_WHAT IS BEING ASKED_
Rewrite every line of the items below, requests included, multiplying each coordinate in the answer points by 0.85 and rounding to the nearest whole number, with halves rounded up. Leave the sample point in the request line unchanged.

_Excerpts from point annotation data_
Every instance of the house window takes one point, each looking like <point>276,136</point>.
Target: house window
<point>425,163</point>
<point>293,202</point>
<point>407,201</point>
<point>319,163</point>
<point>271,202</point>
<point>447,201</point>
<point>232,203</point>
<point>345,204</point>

_RESULT_
Every instance of the house window takes one point, each looking like <point>276,136</point>.
Target: house window
<point>361,139</point>
<point>249,172</point>
<point>346,171</point>
<point>271,139</point>
<point>230,172</point>
<point>380,171</point>
<point>197,173</point>
<point>293,173</point>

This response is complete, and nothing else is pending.